— 作業内容 —
このページに基づき、次の問いに答えてください。
(a) SLY MONGOOSEが2002年に姿を現したとき、何人組でしたか。
(b) 2003年に出たファースト・アルバムの題名は何ですか。
(c) 2006年に正式メンバーとして迎えられたのは誰と誰ですか。

— 対象ページ —
──────
インタビュー

SLY MONGOOSE

鋭い牙を光らせて、煙の向こうからヤツらがふたたびやって来る! 下半身にドスンと響く雑食インストゥルメンタル・サウンドに、油断していたらヤラれちまうぞ!!


 2002年に忽然と姿を現し、レア・グルーヴにダブ、レゲエ、スカ、カリプソ、ラテンと、ルーディーなリズムに誘われるがまま国境を越えて南へ向かった4人組、SLY MONGOOSE。その旅の軌跡は2003年のファースト・アルバム『SLY MONGOOSE』や翌年のミニ・アルバム『DACASCOS』という形でレポートされ、ニヤニヤと口元に意地の悪い笑みを浮かべた謎の生物が、ダブ/レゲエの低音で足腰を鍛えながら牙を鋭く研いでいたことをあきらかにした。そして、そのマングース印のズルい奴らが、今度はネタンダーズの塚本功(ギター)とセッション・パーカッショニストの富村唯を正式メンバーに迎えた6人組として2006年にふたたび姿を現した。
──────
— 提供データ —
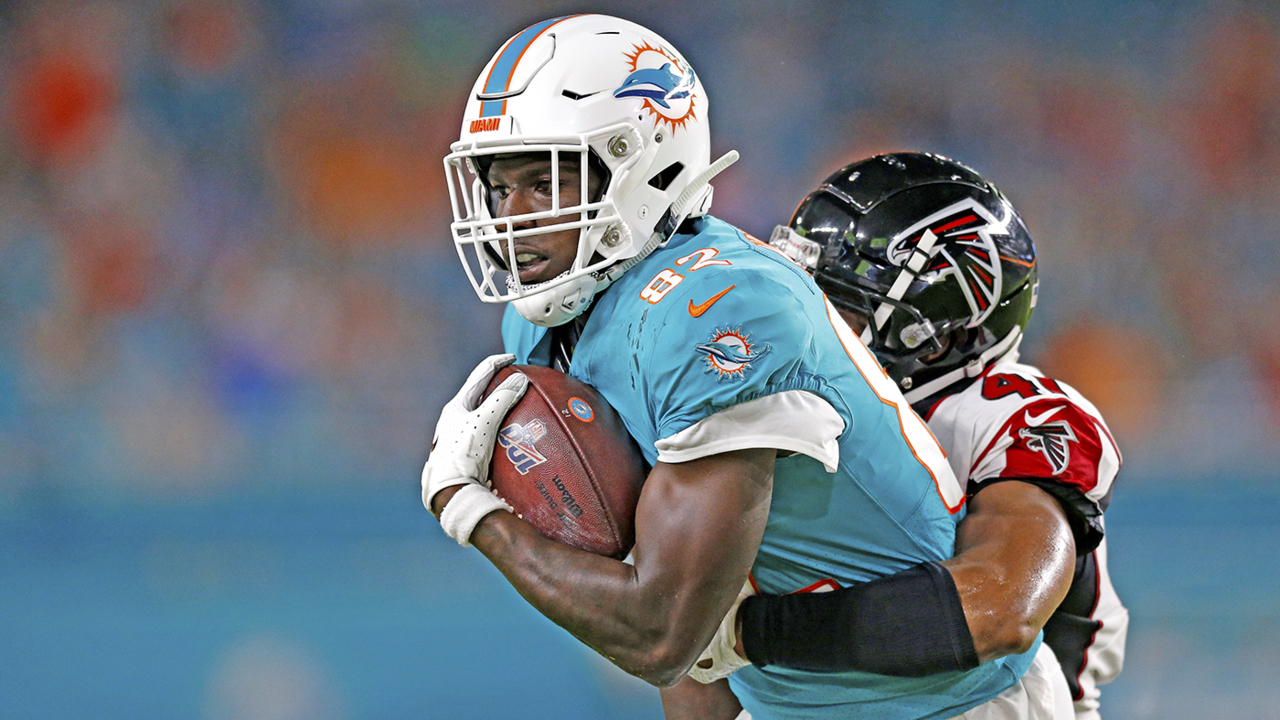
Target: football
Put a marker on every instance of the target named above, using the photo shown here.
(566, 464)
──────
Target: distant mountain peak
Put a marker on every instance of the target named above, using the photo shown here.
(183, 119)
──────
— 解答全文 —
(a) 4人組です。
(b) 『SLY MONGOOSE』です。
(c) ネタンダーズの塚本功(ギター)と、セッション・パーカッショニストの富村唯です。